WRITTEN INSTRUCTION = Output the material beneath this task exactly, images excluded.
[start]
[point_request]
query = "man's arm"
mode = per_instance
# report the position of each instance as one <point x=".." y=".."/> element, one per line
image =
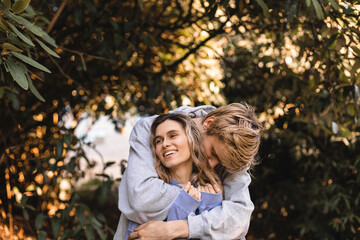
<point x="231" y="220"/>
<point x="142" y="195"/>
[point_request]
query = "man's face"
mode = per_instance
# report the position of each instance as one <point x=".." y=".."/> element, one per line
<point x="213" y="148"/>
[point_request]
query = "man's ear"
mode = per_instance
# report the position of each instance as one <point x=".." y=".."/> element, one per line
<point x="208" y="122"/>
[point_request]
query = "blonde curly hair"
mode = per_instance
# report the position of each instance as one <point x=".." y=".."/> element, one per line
<point x="237" y="127"/>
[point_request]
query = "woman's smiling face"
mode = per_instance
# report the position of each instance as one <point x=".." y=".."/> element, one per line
<point x="172" y="145"/>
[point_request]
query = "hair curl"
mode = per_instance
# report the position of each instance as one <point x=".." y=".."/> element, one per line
<point x="236" y="126"/>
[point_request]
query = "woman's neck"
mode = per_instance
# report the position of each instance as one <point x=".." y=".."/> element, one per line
<point x="182" y="174"/>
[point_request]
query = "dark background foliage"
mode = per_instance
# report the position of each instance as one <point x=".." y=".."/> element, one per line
<point x="296" y="62"/>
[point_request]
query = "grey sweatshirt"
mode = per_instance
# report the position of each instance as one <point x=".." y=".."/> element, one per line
<point x="144" y="197"/>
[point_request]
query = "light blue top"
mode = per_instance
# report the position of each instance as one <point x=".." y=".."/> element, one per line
<point x="144" y="197"/>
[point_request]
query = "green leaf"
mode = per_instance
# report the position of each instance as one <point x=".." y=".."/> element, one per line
<point x="47" y="49"/>
<point x="318" y="9"/>
<point x="30" y="26"/>
<point x="3" y="25"/>
<point x="30" y="61"/>
<point x="7" y="3"/>
<point x="81" y="216"/>
<point x="20" y="5"/>
<point x="39" y="221"/>
<point x="55" y="225"/>
<point x="9" y="46"/>
<point x="21" y="36"/>
<point x="49" y="40"/>
<point x="42" y="235"/>
<point x="264" y="7"/>
<point x="334" y="5"/>
<point x="17" y="74"/>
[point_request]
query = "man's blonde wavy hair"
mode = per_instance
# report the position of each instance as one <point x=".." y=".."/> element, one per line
<point x="238" y="128"/>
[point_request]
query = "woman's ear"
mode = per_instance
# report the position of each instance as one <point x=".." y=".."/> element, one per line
<point x="208" y="122"/>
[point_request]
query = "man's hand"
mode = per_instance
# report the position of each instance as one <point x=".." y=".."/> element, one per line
<point x="209" y="188"/>
<point x="161" y="230"/>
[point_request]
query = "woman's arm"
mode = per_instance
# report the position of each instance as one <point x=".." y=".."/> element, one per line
<point x="142" y="195"/>
<point x="230" y="220"/>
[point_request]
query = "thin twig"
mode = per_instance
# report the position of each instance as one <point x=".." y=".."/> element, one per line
<point x="89" y="55"/>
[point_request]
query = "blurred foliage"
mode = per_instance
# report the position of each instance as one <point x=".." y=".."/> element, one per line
<point x="296" y="62"/>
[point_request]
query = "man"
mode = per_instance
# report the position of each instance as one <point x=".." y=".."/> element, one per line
<point x="231" y="138"/>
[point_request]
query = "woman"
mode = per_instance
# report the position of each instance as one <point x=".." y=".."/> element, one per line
<point x="175" y="142"/>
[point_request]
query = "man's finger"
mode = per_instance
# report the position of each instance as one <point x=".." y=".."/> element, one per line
<point x="133" y="235"/>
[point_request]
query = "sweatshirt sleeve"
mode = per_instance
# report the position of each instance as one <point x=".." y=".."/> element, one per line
<point x="183" y="205"/>
<point x="231" y="219"/>
<point x="142" y="195"/>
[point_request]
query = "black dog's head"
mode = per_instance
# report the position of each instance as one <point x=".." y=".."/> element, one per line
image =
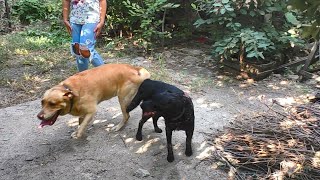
<point x="165" y="104"/>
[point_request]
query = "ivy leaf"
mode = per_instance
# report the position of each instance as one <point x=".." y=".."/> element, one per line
<point x="252" y="13"/>
<point x="243" y="11"/>
<point x="222" y="11"/>
<point x="291" y="18"/>
<point x="225" y="1"/>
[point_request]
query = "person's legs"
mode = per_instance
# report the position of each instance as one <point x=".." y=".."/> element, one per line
<point x="87" y="40"/>
<point x="83" y="63"/>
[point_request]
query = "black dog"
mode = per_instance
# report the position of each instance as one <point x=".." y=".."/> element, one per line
<point x="178" y="112"/>
<point x="147" y="89"/>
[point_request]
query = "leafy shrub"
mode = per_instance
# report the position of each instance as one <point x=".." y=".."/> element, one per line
<point x="250" y="28"/>
<point x="30" y="10"/>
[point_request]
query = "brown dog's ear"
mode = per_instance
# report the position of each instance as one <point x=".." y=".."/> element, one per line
<point x="68" y="94"/>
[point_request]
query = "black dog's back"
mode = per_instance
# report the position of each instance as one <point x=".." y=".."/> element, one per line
<point x="149" y="88"/>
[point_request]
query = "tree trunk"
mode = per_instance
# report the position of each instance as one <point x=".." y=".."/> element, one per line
<point x="7" y="14"/>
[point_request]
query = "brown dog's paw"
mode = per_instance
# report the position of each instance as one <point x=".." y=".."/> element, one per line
<point x="170" y="158"/>
<point x="76" y="135"/>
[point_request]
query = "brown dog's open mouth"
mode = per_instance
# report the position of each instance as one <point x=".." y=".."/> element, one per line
<point x="49" y="121"/>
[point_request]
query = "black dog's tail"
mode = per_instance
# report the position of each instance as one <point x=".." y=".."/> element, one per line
<point x="134" y="103"/>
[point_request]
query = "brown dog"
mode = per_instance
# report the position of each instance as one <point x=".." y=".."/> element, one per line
<point x="80" y="94"/>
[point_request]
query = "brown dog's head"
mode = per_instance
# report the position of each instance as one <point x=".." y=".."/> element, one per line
<point x="56" y="101"/>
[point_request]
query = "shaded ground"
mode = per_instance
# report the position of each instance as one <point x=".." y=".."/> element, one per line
<point x="50" y="153"/>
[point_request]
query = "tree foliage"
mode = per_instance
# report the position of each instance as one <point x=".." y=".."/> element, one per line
<point x="310" y="10"/>
<point x="250" y="28"/>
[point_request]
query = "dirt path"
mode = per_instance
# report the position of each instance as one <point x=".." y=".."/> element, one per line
<point x="27" y="152"/>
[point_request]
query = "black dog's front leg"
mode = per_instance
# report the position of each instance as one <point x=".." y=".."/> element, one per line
<point x="189" y="134"/>
<point x="170" y="156"/>
<point x="139" y="132"/>
<point x="155" y="123"/>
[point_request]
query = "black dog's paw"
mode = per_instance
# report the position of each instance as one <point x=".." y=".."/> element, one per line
<point x="170" y="158"/>
<point x="158" y="130"/>
<point x="188" y="152"/>
<point x="139" y="137"/>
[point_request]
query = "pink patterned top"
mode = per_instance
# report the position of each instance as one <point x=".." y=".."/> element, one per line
<point x="84" y="11"/>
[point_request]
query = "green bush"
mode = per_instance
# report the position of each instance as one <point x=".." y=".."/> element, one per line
<point x="30" y="10"/>
<point x="253" y="29"/>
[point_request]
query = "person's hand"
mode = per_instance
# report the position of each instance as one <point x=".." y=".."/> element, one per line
<point x="68" y="26"/>
<point x="98" y="29"/>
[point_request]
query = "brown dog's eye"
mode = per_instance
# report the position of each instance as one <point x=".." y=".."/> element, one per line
[end]
PROBLEM SOLUTION =
[point_request]
query = "man's arm"
mode = per_instance
# report the position of each instance as one <point x=".." y=".."/> element, one per line
image =
<point x="231" y="220"/>
<point x="142" y="195"/>
[point_request]
query = "man's face"
mode = per_instance
# report the position of each instance as one <point x=".." y=".."/> element, one per line
<point x="213" y="148"/>
[point_request]
query = "man's ear"
mode = per_instance
# report the position of each instance as one <point x=".." y=".."/> element, one per line
<point x="208" y="122"/>
[point_request]
query = "blonde curly hair"
mode = per_instance
# report the position of each instance as one <point x=".." y=".."/> element, one per line
<point x="237" y="127"/>
[point_request]
query = "woman's smiling face"
mode = per_instance
# report the position of each instance as one <point x=".." y=".."/> element, one per line
<point x="172" y="145"/>
[point_request]
query = "hair curl"
mode = per_instance
# report the position of each instance as one <point x=".." y=".."/> element, one per line
<point x="236" y="126"/>
[point_request]
query = "woman's neck"
mode = per_instance
# report the position of each instance as one <point x=".." y=".."/> element, one per line
<point x="182" y="174"/>
[point_request]
query = "dark background foliage"
mode = per_instance
# report the position of each instance as one <point x=".." y=".."/> element, one per line
<point x="296" y="62"/>
[point_request]
query = "grey sweatshirt"
mode = per_instance
# report the position of each instance as one <point x=".." y=".."/> element, one per line
<point x="144" y="197"/>
[point_request]
query = "light blue top"
mode = per_instance
# report the position of each instance as one <point x=".." y=".."/> element, one per line
<point x="144" y="197"/>
[point_request]
query = "green leaf"
mode = per_instance
# report the position of each instance as one <point x=".." y=".."/> element, one per line
<point x="47" y="49"/>
<point x="318" y="9"/>
<point x="30" y="26"/>
<point x="3" y="25"/>
<point x="30" y="61"/>
<point x="7" y="3"/>
<point x="81" y="216"/>
<point x="20" y="5"/>
<point x="39" y="221"/>
<point x="55" y="225"/>
<point x="9" y="46"/>
<point x="21" y="36"/>
<point x="49" y="40"/>
<point x="42" y="235"/>
<point x="264" y="7"/>
<point x="334" y="5"/>
<point x="17" y="74"/>
[point_request]
query = "man's blonde wavy hair"
mode = per_instance
# report the position of each instance as one <point x=".." y=".."/> element, one per line
<point x="238" y="128"/>
[point_request]
query = "woman's ear"
mode = per_instance
# report the position of each instance as one <point x=".." y=".."/> element, one per line
<point x="208" y="122"/>
[point_request]
query = "man's hand"
mode = per_instance
# report the position of each instance as one <point x=".." y=".."/> element, one per line
<point x="209" y="188"/>
<point x="161" y="230"/>
[point_request]
query = "woman's arm"
mode = per_instance
# report the position of each instance as one <point x=".." y=".."/> element, one per line
<point x="142" y="195"/>
<point x="230" y="220"/>
[point_request]
query = "thin twig"
mode = per_instance
# report the position of each instance as one <point x=".." y=".."/> element, one per line
<point x="89" y="55"/>
[point_request]
query = "blurred foliage"
mode = per_instance
# report the position of each instance as one <point x=".." y=".."/> element, one per line
<point x="296" y="62"/>
[point_request]
query = "man"
mode = per_instance
# report the position of each instance as one <point x=".." y=".."/> element, one per line
<point x="231" y="138"/>
[point_request]
query = "woman"
mode = per_instance
# report the position of each instance as one <point x=".." y=".."/> element, one per line
<point x="175" y="142"/>
[point_request]
query = "man's finger"
mode = per_instance
# report the position of each instance as one <point x=".." y=".."/> element, one per line
<point x="133" y="235"/>
[point_request]
query = "sweatshirt sleeve"
mode = per_instance
# report the position of each instance as one <point x=".." y=".."/> element, one per line
<point x="183" y="205"/>
<point x="231" y="219"/>
<point x="142" y="195"/>
[point_request]
query = "black dog's head"
mode = per_instance
# report the position of each instance as one <point x=".." y=".."/> element, one per line
image =
<point x="165" y="104"/>
[point_request]
query = "ivy leaf"
mode = per_instance
# report the position of each instance as one <point x=".." y=".."/> element, one per line
<point x="252" y="13"/>
<point x="243" y="11"/>
<point x="222" y="11"/>
<point x="291" y="18"/>
<point x="225" y="1"/>
[point_request]
query = "person's legs"
mode = per_instance
# report the position of each instance as one <point x=".." y=".."/> element, one per line
<point x="87" y="40"/>
<point x="83" y="63"/>
[point_request]
query = "black dog"
mode = per_instance
# report the position of each instance as one <point x=".." y=".."/> element, one per line
<point x="178" y="112"/>
<point x="147" y="89"/>
[point_request]
query = "leafy shrub"
mode = per_instance
# report the position of each instance as one <point x=".." y=".."/> element, one per line
<point x="250" y="28"/>
<point x="30" y="10"/>
[point_request]
query = "brown dog's ear"
mode = per_instance
# report the position of each instance as one <point x=".." y=".."/> element, one per line
<point x="68" y="94"/>
[point_request]
query = "black dog's back"
mode = per_instance
# report the position of each instance as one <point x=".." y=".."/> element, one per line
<point x="149" y="88"/>
[point_request]
query = "tree trunk"
mode = per_instance
# report the position of each instance as one <point x=".." y=".."/> element, one per line
<point x="7" y="14"/>
[point_request]
query = "brown dog's paw"
mode = per_instance
# report the position of each instance as one <point x=".." y=".."/> element, one per line
<point x="170" y="158"/>
<point x="76" y="135"/>
[point_request]
query = "brown dog's open mouth"
mode = per_instance
# report the position of each instance as one <point x=".." y=".."/> element, one per line
<point x="49" y="121"/>
[point_request]
query = "black dog's tail"
mode = per_instance
# report the position of each instance as one <point x=".." y=".."/> element, one per line
<point x="134" y="103"/>
[point_request]
query = "brown dog"
mode = per_instance
# report the position of each instance as one <point x=".." y=".."/> element, one per line
<point x="80" y="94"/>
[point_request]
query = "brown dog's head"
mode = per_instance
# report the position of each instance as one <point x=".." y=".."/> element, one per line
<point x="56" y="101"/>
[point_request]
query = "shaded ground"
mode = per_instance
# report the position of each instance as one <point x=".." y=".."/> element, one per line
<point x="50" y="153"/>
[point_request]
query = "tree foliage"
mode = per_instance
# report the position of each instance as one <point x=".." y=".."/> element, one per line
<point x="310" y="10"/>
<point x="250" y="28"/>
[point_request]
query = "dirt path"
mode = per_instance
# report the position of each instance as one <point x=".." y=".."/> element, one per line
<point x="27" y="152"/>
[point_request]
query = "black dog's front leg"
mode = per_instance
# report the position of each instance as one <point x=".." y=".."/> element, one per line
<point x="189" y="134"/>
<point x="170" y="156"/>
<point x="139" y="132"/>
<point x="155" y="123"/>
[point_request]
query = "black dog's paw"
mode = per_instance
# report the position of each instance as one <point x=".." y=".."/> element, one per line
<point x="170" y="158"/>
<point x="158" y="130"/>
<point x="188" y="152"/>
<point x="139" y="137"/>
[point_request]
query = "pink patterned top"
mode = per_instance
# report the position of each instance as one <point x=".." y=".."/> element, one per line
<point x="84" y="11"/>
[point_request]
query = "green bush"
mode = per_instance
# report the position of each instance as one <point x=".." y=".."/> element, one per line
<point x="30" y="10"/>
<point x="253" y="29"/>
[point_request]
query = "person's hand"
mode = per_instance
# report the position of each instance as one <point x=".." y=".."/> element, one per line
<point x="68" y="26"/>
<point x="98" y="29"/>
[point_request]
query = "brown dog's eye"
mode = per_instance
# report the position of each instance as one <point x=".." y=".."/> element, one per line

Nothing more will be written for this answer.